[start DATA PROVIDED]

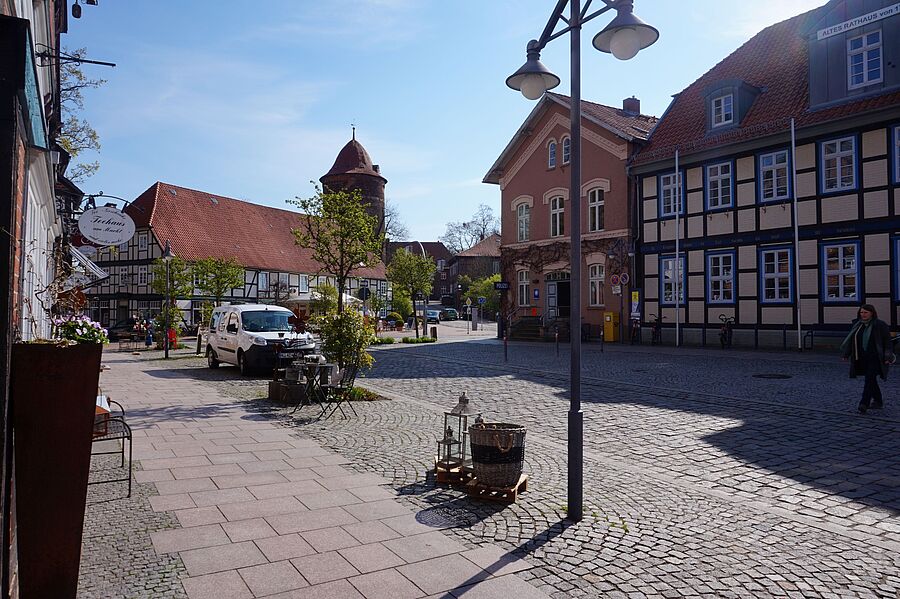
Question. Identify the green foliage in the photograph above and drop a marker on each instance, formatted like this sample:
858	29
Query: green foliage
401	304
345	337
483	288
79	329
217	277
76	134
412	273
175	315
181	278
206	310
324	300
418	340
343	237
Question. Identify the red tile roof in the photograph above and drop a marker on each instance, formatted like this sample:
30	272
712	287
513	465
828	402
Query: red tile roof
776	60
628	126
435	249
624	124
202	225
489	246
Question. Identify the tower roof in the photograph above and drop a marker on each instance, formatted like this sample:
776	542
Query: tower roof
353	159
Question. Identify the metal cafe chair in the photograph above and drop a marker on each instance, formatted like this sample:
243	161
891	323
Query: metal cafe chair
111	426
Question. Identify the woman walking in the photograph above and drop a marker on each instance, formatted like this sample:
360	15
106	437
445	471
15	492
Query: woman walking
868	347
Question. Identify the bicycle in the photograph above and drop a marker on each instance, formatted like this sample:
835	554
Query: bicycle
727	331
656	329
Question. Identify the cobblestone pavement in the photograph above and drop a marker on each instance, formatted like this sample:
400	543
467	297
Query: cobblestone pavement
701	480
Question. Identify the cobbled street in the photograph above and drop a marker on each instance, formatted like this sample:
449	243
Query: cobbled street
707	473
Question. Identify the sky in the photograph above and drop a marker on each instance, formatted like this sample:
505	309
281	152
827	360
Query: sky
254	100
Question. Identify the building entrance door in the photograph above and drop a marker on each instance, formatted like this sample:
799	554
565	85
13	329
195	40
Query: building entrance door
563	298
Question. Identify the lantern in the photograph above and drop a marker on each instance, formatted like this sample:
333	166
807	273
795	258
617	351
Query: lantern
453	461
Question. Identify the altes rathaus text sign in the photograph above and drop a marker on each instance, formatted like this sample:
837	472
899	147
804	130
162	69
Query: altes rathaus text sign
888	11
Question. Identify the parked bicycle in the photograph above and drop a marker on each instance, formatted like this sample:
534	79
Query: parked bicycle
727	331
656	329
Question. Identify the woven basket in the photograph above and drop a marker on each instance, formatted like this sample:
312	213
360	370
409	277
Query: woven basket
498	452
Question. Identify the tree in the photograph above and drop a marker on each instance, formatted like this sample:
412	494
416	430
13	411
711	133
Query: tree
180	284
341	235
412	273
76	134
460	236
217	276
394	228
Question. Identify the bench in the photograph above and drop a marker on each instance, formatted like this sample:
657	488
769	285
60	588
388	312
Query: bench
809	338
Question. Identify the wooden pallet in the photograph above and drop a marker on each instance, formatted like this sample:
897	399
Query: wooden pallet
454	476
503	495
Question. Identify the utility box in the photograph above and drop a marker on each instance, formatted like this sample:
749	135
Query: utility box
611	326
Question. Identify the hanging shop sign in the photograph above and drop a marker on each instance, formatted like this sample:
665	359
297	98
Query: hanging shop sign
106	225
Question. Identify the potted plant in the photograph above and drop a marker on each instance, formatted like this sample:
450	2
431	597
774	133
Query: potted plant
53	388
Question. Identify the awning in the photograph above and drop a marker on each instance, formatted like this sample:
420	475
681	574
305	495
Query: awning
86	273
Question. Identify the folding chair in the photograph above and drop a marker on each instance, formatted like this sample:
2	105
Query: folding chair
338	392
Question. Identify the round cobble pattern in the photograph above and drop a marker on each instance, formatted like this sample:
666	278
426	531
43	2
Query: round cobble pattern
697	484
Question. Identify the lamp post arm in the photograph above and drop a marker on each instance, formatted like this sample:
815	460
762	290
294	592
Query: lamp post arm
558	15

[end DATA PROVIDED]

WHAT THE TASK ASKS → Write out every line from the one containing "Question. Identify the round" down to the last line of the rows above as a numbered list, skipping any blank lines.

ANSWER BELOW →
1. Question. Identify the round cobble pattern in the photograph above and drop a marker on each instance, formatted like this sample:
2. 666	278
3. 426	531
4. 43	2
5. Query: round cobble pattern
6. 697	484
7. Question. Identify the lamp post arm in the photograph above and drop a marker on each instance, formatted like this sample:
8. 815	460
9. 762	290
10. 294	592
11. Query: lamp post arm
12. 558	15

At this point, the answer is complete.